* PROBLEM
Transcribe all of the material exactly.

* INFORMATION GIVEN
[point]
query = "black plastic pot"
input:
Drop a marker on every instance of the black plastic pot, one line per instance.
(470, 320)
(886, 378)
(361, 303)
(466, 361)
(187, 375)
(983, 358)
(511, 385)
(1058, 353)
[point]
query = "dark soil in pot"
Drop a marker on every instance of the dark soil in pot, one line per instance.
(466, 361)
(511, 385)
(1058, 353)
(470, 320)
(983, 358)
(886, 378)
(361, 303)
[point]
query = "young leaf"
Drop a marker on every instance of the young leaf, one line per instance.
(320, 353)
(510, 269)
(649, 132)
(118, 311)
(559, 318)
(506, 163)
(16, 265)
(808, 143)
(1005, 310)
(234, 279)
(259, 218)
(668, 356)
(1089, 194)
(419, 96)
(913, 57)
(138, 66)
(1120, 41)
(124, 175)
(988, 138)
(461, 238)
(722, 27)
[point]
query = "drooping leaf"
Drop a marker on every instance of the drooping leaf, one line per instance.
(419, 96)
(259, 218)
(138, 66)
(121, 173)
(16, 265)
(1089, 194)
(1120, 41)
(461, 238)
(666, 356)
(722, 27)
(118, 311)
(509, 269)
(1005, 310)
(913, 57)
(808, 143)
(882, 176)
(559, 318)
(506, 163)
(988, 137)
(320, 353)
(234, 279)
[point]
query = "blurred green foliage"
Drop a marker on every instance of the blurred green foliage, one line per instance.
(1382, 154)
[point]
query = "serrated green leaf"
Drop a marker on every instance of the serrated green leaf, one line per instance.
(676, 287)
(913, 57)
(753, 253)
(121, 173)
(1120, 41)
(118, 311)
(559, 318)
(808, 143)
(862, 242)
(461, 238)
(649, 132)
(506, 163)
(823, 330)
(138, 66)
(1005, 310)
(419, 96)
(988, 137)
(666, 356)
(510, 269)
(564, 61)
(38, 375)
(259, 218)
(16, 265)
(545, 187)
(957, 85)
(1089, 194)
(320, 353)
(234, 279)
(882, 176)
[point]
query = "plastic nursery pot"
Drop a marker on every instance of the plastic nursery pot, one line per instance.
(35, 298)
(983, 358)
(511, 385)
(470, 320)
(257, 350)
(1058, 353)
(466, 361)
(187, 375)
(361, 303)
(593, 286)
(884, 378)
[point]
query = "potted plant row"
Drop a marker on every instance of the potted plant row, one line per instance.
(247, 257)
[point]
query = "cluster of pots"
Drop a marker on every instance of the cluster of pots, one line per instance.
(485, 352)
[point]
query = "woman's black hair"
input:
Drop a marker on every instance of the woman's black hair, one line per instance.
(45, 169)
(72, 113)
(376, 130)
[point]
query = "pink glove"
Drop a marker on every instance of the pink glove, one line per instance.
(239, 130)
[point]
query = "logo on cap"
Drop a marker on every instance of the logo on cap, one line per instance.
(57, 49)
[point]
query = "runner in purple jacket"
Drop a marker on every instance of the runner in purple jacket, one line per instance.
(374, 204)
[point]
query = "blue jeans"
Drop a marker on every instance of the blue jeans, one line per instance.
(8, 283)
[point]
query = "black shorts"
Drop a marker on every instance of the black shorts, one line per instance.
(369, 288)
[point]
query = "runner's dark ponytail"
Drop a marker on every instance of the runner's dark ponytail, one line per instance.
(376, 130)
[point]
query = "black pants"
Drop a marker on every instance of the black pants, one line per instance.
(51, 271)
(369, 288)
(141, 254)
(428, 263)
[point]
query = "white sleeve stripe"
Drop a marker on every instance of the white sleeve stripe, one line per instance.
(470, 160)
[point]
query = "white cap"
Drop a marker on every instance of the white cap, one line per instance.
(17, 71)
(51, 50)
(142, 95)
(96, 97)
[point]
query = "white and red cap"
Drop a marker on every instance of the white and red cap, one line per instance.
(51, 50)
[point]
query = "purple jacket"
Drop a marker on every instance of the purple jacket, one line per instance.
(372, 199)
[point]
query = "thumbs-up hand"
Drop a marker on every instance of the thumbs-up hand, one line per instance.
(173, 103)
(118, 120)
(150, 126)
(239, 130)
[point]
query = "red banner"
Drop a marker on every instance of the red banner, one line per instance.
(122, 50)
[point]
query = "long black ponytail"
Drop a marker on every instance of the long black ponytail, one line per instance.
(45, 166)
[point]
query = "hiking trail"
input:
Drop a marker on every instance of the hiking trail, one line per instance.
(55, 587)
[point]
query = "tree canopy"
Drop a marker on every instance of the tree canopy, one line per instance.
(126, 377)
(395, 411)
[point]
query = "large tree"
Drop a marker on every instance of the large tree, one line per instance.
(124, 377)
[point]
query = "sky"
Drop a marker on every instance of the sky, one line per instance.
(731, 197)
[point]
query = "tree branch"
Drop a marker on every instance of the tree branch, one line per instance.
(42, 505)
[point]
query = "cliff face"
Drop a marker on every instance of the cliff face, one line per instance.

* EXERCISE ANSWER
[point]
query = "black plastic pot"
input:
Drop a marker on every instance of the black plastic pot, one line per instance.
(470, 320)
(886, 378)
(361, 303)
(466, 361)
(187, 375)
(983, 358)
(511, 385)
(1058, 353)
[point]
query = "dark soil in pot"
Drop a marker on every instance of the dark soil in pot, one line per instance.
(466, 361)
(511, 385)
(1058, 353)
(470, 320)
(983, 358)
(886, 378)
(361, 303)
[point]
query = "young leaf"
Drop a marker on every instance of the young leaf, one line per instance.
(320, 353)
(510, 269)
(649, 132)
(118, 311)
(559, 318)
(506, 163)
(16, 265)
(808, 143)
(1005, 310)
(234, 279)
(259, 218)
(668, 356)
(1089, 194)
(419, 96)
(913, 57)
(138, 66)
(1120, 41)
(124, 175)
(988, 138)
(461, 238)
(722, 27)
[point]
query = "drooping leaf"
Drop a marker on every instance of the drooping leaf, one line per instance.
(419, 96)
(259, 218)
(138, 66)
(121, 173)
(16, 265)
(1089, 194)
(1120, 41)
(461, 238)
(666, 356)
(722, 27)
(118, 311)
(509, 269)
(1005, 310)
(913, 57)
(808, 143)
(882, 176)
(559, 318)
(506, 163)
(988, 137)
(320, 353)
(234, 279)
[point]
query = "blurred green foliage"
Drop a marker on every instance of the blurred green foliage, one line per instance.
(1382, 154)
[point]
query = "serrated green leaf"
Drop a marker on every instance of the serrated green leaf, one line per instance.
(676, 287)
(913, 57)
(753, 253)
(121, 173)
(1120, 41)
(118, 311)
(559, 318)
(808, 143)
(862, 242)
(461, 238)
(649, 132)
(506, 163)
(823, 330)
(138, 66)
(1005, 310)
(419, 96)
(988, 137)
(666, 356)
(510, 269)
(564, 61)
(38, 375)
(259, 218)
(16, 265)
(545, 187)
(957, 85)
(1089, 194)
(320, 353)
(234, 279)
(882, 176)
[point]
query = "plastic nursery pot"
Drop a marker on every instance of the plastic nursery pot, one line per instance.
(35, 298)
(983, 358)
(511, 385)
(470, 320)
(257, 350)
(1058, 353)
(466, 361)
(187, 375)
(361, 303)
(593, 286)
(884, 378)
[point]
query = "potted plant row"
Drop a marker on every instance of the potted plant row, one line per instance.
(247, 257)
[point]
query = "cluster of pots"
Drop a marker on every instance of the cluster of pots, one line per instance.
(485, 352)
[point]
query = "woman's black hair"
input:
Drop a marker on every instance of the woman's black hair, one line per instance.
(45, 169)
(72, 113)
(376, 130)
[point]
query = "pink glove"
Drop a marker on every instance of the pink glove, one line per instance.
(239, 130)
[point]
query = "logo on cap"
Drop a marker on every instance of the logo on cap, one line per instance.
(57, 49)
[point]
query = "runner in purple jacket"
Drop a marker on every instance of the runner in purple jacket, one line per instance.
(374, 204)
[point]
query = "blue jeans"
Drop a marker on every instance of the blue jeans, one line per instance.
(8, 283)
[point]
query = "black shorts"
Drop a marker on every instance of the black shorts, one line per instance.
(369, 288)
[point]
query = "runner's dark ponytail"
Drop a marker on every instance of the runner's dark ponytail, one line per instance.
(376, 130)
[point]
query = "black pants"
Drop a marker on every instance of the black pants, one line per instance.
(51, 271)
(369, 288)
(141, 254)
(428, 263)
[point]
query = "white sleeve stripe"
Drop a marker on every instance of the white sleeve stripe, one line per instance.
(470, 160)
[point]
query = "white cap"
Drop a marker on every instance of the white cap, one line per instance.
(17, 71)
(51, 50)
(142, 95)
(96, 97)
[point]
query = "white and red cap"
Drop a marker on every instance of the white and red cap, one line per instance.
(51, 50)
[point]
query = "purple jacket"
Drop a marker on every instance of the purple jacket, one line per instance.
(372, 199)
[point]
query = "thumbs-up hand"
Drop a marker on every instance of the thumbs-up hand, one line per instance.
(173, 103)
(118, 120)
(150, 126)
(239, 130)
[point]
query = "red banner"
Drop a marker on every instance of the red banner, one line per instance.
(122, 50)
[point]
query = "long black ponytail"
Drop a marker on every instance of the long black ponytail, one line per instance.
(45, 166)
[point]
query = "hiking trail"
input:
Drop a marker on every instance of the hiking trail, one line per instance.
(55, 587)
[point]
query = "tree canopy"
Drop a marker on every instance of the tree canopy, one line per instance.
(126, 377)
(395, 411)
[point]
query = "large tree"
Drop a marker on every instance of the large tree, one line per instance.
(124, 377)
[point]
query = "sky"
Drop a marker on every instance of the sky, one line per instance.
(731, 197)
[point]
query = "tree branch"
Drop a marker on every instance of the tree branch, one line per instance.
(42, 505)
[point]
query = "cliff face"
Drop a marker on every instance of the cliff face, one line per instance.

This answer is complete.